***** THE DATA
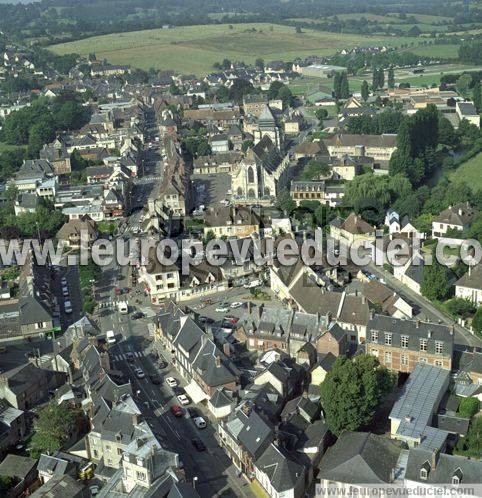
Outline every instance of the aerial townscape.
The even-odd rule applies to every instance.
[[[0,0],[0,498],[482,497],[480,0]]]

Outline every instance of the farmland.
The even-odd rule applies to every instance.
[[[268,23],[216,24],[153,29],[95,36],[50,47],[57,54],[94,52],[98,59],[183,73],[206,74],[224,58],[253,63],[256,58],[290,60],[298,56],[330,55],[355,45],[403,43],[383,36],[327,33]]]

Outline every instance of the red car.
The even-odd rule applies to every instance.
[[[182,417],[184,415],[184,410],[179,405],[172,405],[171,406],[171,413],[175,417]]]
[[[115,288],[115,295],[120,296],[122,294],[122,289],[120,287]]]
[[[233,315],[226,315],[224,319],[227,320],[229,323],[232,323],[233,325],[239,321],[239,318]]]

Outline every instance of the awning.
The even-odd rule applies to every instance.
[[[209,396],[193,380],[191,380],[191,382],[189,382],[184,389],[194,403],[200,403],[201,401],[209,398]]]

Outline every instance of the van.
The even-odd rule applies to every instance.
[[[64,311],[67,314],[72,313],[72,303],[70,301],[65,301],[65,303],[64,303]]]
[[[256,280],[251,280],[251,282],[248,282],[247,284],[244,284],[245,289],[253,289],[254,287],[259,287],[261,285],[261,282],[259,279]]]
[[[67,297],[69,295],[69,288],[67,286],[62,287],[62,296]]]
[[[129,313],[129,306],[127,304],[127,301],[119,301],[119,304],[117,306],[121,315],[127,315]]]
[[[105,334],[107,338],[107,342],[109,344],[115,344],[116,343],[116,338],[113,330],[108,330]]]

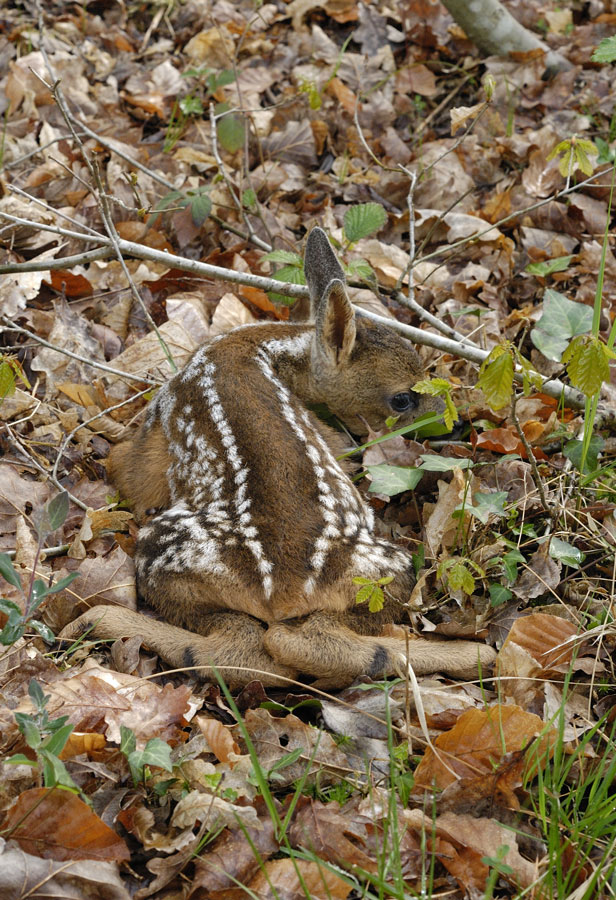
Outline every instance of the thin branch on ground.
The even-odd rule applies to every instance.
[[[55,350],[56,353],[70,356],[71,359],[86,363],[86,365],[92,366],[94,369],[101,369],[103,372],[108,372],[110,375],[126,378],[129,381],[137,381],[139,384],[150,384],[154,387],[160,387],[160,385],[164,383],[161,380],[151,378],[147,375],[132,375],[130,372],[122,372],[121,369],[114,369],[113,366],[108,366],[105,363],[98,362],[98,360],[88,359],[86,356],[81,356],[79,353],[73,353],[72,350],[67,350],[65,347],[58,347],[55,344],[50,344],[49,341],[39,337],[38,334],[35,334],[33,331],[28,331],[27,328],[22,328],[21,325],[16,325],[6,316],[1,316],[0,318],[4,323],[4,327],[0,327],[0,334],[3,331],[17,331],[19,334],[26,334],[31,340],[36,341],[37,344],[42,344],[43,347],[47,347],[49,350]]]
**********
* **WORK TASK**: Repeat the full listing above without altering a word, and skip the pictures.

* **WRITTEN ANSWER**:
Outline every instance of the aerial townscape.
The even-odd rule applies to every instance.
[[[0,0],[0,498],[482,497],[480,0]]]

Outline every instance of the farmland.
The even-odd rule applies to every instance.
[[[268,23],[216,24],[153,29],[95,36],[50,47],[57,54],[94,52],[98,59],[183,73],[206,74],[224,58],[253,63],[256,58],[290,60],[298,56],[330,55],[355,45],[403,43],[383,36],[327,33]]]

Outline every instance of the red car.
The even-odd rule applies to every instance.
[[[182,417],[184,415],[184,410],[179,405],[172,405],[171,406],[171,413],[175,417]]]
[[[115,288],[115,295],[120,296],[122,294],[122,289],[120,287]]]
[[[233,315],[226,315],[224,319],[227,320],[229,323],[232,323],[233,325],[239,321],[239,318]]]

Outline every instance of the awning.
The even-odd rule applies to every instance.
[[[209,396],[193,380],[191,380],[191,382],[189,382],[184,389],[194,403],[200,403],[201,401],[209,398]]]

Outline every instance of the van.
The even-odd rule applies to every instance.
[[[64,311],[67,314],[72,313],[72,303],[70,301],[65,301],[65,303],[64,303]]]
[[[256,280],[251,280],[251,282],[248,282],[247,284],[244,284],[245,289],[253,289],[254,287],[259,287],[261,285],[261,282],[259,279]]]
[[[67,297],[69,295],[69,288],[67,286],[62,287],[62,296]]]
[[[129,313],[129,306],[127,304],[127,301],[119,301],[119,304],[117,306],[121,315],[127,315]]]
[[[105,334],[107,338],[107,342],[109,344],[115,344],[116,343],[116,338],[113,330],[108,330]]]

Outline every instance of the thin branch on ground.
The even-odd rule applies to every instance.
[[[55,350],[56,353],[70,356],[71,359],[86,363],[86,365],[92,366],[94,369],[101,369],[103,372],[108,372],[110,375],[126,378],[129,381],[137,381],[139,384],[150,384],[154,387],[160,387],[160,385],[164,383],[161,380],[151,378],[147,375],[132,375],[130,372],[122,372],[121,369],[114,369],[113,366],[108,366],[105,363],[98,362],[98,360],[88,359],[86,356],[81,356],[79,353],[73,353],[72,350],[67,350],[65,347],[58,347],[55,344],[50,344],[49,341],[39,337],[38,334],[35,334],[33,331],[28,331],[27,328],[22,328],[21,325],[16,325],[6,316],[1,316],[0,318],[4,323],[4,327],[0,327],[0,334],[3,331],[17,331],[19,334],[26,334],[31,340],[36,341],[37,344],[42,344],[43,347],[47,347],[49,350]]]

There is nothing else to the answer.